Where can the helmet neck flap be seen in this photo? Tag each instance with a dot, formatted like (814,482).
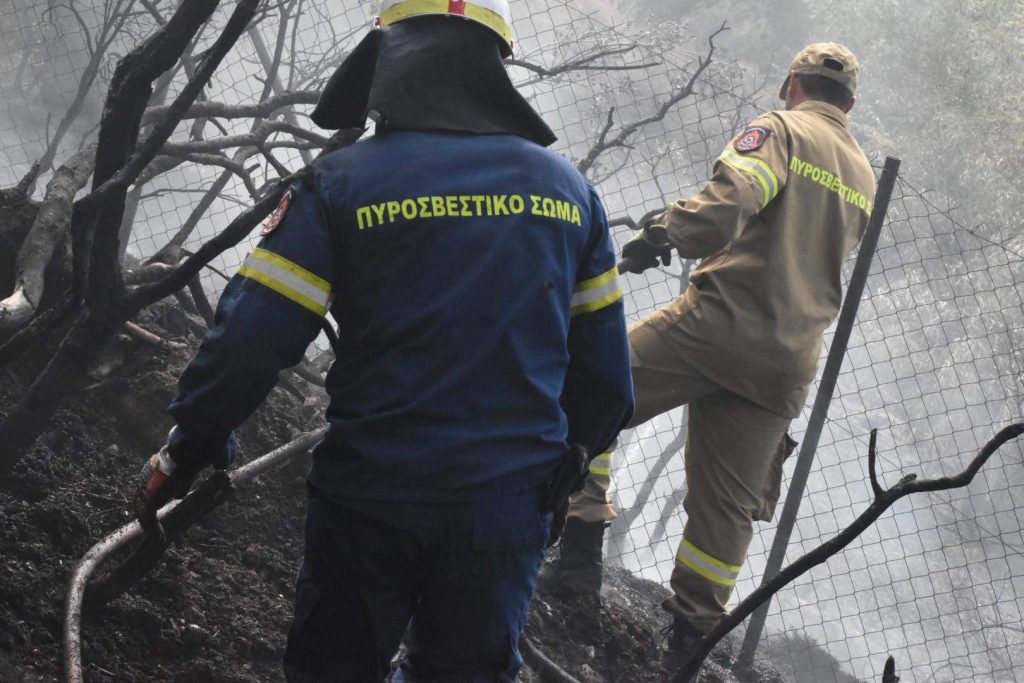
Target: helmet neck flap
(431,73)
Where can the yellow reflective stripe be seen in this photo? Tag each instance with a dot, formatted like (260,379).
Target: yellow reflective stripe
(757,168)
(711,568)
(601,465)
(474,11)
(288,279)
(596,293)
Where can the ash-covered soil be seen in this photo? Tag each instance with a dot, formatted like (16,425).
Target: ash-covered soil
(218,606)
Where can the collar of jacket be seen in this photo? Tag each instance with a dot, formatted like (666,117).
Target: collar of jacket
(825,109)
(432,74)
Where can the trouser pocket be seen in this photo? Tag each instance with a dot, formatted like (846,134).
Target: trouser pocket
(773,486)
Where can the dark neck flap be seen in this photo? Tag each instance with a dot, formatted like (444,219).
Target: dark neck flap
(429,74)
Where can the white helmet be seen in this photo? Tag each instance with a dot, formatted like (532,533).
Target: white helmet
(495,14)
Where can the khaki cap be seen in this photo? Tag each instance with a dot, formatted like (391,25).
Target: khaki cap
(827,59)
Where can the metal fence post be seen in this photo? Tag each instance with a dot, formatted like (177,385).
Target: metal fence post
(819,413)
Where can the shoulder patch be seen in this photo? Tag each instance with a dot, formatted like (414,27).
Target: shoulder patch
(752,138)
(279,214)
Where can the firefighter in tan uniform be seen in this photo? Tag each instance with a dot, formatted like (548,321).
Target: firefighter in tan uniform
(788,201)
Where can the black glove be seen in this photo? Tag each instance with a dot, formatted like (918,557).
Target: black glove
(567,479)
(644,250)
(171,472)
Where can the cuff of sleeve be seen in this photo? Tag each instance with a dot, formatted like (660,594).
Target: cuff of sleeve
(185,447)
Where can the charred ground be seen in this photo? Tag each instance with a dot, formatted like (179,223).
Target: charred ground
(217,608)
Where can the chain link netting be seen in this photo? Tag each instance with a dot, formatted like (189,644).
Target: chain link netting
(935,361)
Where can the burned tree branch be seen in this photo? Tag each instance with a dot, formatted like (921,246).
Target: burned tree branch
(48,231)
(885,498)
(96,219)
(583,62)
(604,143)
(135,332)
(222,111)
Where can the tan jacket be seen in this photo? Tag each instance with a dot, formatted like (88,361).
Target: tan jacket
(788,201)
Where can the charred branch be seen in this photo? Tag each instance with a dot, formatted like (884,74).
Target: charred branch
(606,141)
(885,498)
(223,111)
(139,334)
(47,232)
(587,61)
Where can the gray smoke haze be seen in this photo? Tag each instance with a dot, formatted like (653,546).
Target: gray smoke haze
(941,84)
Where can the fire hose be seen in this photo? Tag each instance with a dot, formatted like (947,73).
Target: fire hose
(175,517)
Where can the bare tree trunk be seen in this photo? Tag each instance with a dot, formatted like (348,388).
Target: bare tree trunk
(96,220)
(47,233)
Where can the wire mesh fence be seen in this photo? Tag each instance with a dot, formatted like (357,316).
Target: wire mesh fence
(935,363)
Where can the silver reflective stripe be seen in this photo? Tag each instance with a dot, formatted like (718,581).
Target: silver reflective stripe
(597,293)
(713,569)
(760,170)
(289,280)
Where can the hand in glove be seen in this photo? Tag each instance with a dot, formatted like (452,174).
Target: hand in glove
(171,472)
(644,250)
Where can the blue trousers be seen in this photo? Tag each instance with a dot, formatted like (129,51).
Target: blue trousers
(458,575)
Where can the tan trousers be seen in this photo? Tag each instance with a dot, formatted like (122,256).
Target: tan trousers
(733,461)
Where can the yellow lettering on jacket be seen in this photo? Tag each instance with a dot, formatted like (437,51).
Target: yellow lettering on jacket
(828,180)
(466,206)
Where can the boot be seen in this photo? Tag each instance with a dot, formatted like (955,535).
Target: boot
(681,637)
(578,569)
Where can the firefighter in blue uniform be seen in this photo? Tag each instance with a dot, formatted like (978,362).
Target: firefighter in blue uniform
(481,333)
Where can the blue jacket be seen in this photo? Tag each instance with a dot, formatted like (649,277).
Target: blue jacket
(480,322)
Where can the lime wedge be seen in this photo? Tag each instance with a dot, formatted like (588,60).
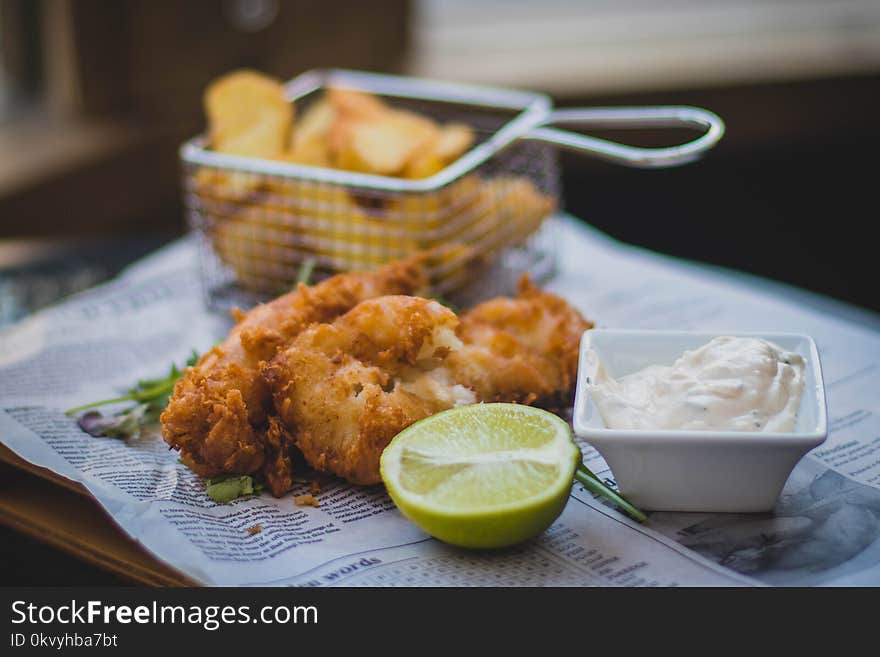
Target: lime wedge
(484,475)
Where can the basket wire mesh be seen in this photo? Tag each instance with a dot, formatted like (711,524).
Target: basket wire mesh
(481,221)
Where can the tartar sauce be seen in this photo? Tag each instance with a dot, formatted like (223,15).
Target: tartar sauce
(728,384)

> [WORK ORDER]: Only the lines above starting at the one containing "Where can the collar" and ending at the one containing "Where can the metal", both included, are to be returned, exactly as they read.

> [ANSWER TO THIS TASK]:
Where can the collar of jacket be seen in this photo? Tag each instance with a dot, formatted like (666,117).
Target: collar of jacket
(825,109)
(432,74)
Where can the trouser pocket be seen in this photo? Tag each instance with a dot, formatted like (846,134).
Target: trouser pocket
(773,486)
Where can the dark neck flap be seen in this photo? Tag each instance with a dot, formatted like (444,219).
Target: dark neck flap
(429,74)
Where can the white helmet be seen in this photo? Tag each instance with a dot, formatted like (532,533).
Target: white helmet
(495,14)
Where can the khaki cap be seen in this photo? Tag each instance with a dot, formatted like (391,25).
Target: khaki cap
(827,59)
Where can the metal fence post be seen in this photo? Tag each instance with a dot, formatted like (177,385).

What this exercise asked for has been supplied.